*Assigned task*. The entries below contain a line with "Would you kindly pick out the chrome front" and a line with "Would you kindly pick out the interviewer's hand holding". Quote exactly those two lines and all lines between them.

(Dataset records Opens)

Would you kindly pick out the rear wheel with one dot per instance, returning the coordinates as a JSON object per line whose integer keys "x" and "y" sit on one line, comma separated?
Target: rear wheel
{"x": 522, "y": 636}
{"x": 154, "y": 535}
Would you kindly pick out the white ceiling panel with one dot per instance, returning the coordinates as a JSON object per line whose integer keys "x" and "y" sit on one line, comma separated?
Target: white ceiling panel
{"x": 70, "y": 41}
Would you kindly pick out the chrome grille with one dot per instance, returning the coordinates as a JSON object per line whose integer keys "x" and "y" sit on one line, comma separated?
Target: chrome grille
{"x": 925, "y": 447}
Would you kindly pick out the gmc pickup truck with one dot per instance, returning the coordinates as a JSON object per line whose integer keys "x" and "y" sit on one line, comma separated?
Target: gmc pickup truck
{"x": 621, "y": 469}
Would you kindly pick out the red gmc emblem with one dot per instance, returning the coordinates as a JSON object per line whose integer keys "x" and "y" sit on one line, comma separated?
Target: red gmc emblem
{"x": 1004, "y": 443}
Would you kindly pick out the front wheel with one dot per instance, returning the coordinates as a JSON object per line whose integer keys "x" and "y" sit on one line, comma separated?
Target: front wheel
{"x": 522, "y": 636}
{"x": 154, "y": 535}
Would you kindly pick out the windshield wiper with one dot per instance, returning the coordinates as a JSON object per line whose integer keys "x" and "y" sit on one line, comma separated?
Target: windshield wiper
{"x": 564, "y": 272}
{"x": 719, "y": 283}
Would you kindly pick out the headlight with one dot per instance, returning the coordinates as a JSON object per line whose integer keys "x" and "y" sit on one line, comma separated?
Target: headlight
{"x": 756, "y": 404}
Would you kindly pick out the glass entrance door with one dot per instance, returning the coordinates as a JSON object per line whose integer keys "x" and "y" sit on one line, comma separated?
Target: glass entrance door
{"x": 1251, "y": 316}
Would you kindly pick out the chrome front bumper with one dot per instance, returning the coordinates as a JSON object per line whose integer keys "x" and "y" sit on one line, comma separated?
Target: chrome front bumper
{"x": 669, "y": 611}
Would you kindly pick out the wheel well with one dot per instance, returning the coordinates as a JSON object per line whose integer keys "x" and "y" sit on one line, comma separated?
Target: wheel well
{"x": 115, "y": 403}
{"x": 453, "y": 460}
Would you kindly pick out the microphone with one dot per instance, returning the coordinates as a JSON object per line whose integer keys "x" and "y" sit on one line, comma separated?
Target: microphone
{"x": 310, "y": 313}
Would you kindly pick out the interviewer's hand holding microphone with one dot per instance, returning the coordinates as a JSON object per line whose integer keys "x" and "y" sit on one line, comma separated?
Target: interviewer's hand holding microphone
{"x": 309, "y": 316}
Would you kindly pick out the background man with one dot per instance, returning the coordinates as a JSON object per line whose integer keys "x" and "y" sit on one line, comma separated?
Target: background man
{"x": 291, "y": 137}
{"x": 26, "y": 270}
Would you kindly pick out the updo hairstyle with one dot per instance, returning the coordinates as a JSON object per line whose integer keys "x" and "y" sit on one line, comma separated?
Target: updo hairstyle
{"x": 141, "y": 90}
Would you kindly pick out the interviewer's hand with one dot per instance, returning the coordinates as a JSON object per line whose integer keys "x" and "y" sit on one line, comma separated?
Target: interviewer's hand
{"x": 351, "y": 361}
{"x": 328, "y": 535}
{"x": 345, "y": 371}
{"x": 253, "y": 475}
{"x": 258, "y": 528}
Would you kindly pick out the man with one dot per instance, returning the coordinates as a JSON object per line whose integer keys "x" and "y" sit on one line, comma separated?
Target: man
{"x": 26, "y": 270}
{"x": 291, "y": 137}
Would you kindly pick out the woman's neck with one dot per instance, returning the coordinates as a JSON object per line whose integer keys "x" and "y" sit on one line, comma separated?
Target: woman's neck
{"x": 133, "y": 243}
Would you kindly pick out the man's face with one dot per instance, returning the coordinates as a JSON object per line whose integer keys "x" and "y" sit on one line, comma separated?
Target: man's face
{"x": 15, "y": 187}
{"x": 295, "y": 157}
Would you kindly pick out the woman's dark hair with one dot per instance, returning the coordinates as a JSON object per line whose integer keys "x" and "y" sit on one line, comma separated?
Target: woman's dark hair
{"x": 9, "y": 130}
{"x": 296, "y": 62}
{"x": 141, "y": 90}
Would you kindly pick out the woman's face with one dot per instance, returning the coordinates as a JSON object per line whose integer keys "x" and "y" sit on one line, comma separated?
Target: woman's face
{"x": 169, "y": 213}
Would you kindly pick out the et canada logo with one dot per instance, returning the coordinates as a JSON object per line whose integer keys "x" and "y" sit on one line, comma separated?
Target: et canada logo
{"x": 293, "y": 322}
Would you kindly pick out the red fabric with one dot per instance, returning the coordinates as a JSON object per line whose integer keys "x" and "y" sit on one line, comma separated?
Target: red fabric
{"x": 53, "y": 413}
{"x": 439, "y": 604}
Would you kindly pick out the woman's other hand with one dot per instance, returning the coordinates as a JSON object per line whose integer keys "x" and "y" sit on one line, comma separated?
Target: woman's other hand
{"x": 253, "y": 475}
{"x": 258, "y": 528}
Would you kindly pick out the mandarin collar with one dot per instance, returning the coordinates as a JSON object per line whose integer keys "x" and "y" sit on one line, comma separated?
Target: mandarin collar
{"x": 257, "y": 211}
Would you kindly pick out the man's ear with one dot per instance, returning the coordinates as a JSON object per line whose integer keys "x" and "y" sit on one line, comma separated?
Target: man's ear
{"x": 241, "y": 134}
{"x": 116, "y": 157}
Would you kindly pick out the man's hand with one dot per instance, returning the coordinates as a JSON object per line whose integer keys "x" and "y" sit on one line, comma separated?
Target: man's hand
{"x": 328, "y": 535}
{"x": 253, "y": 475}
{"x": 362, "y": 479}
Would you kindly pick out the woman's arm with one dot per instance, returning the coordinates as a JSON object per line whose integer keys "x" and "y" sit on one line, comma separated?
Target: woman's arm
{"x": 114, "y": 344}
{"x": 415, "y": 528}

(Dataset records Closes)

*Answer to this problem*.
Would you kindly pick out the chrome front bumper with one dot per instance, returning the coordinates as a JSON object per line whose integer keys "x" and "y" sit on one line, comma separated?
Target: chrome front bumper
{"x": 669, "y": 611}
Would you kindly pick out the wheel well with one dot per instance, returning the coordinates as a JSON object per line whose integer keys "x" and "y" sit on one line, comma separated?
Target: wheel well
{"x": 115, "y": 403}
{"x": 453, "y": 460}
Would you kindly pick out the microphone with one dot per instance, returning the coordinates as a JSON object per line whose integer keys "x" and "y" sit on one line, comma separated?
Target: microphone
{"x": 310, "y": 313}
Would you kindly pick out the interviewer's hand holding microphone with one dot per instance, returning the coordinates as a JSON object per line whose integer keys "x" and "y" sit on one line, comma separated?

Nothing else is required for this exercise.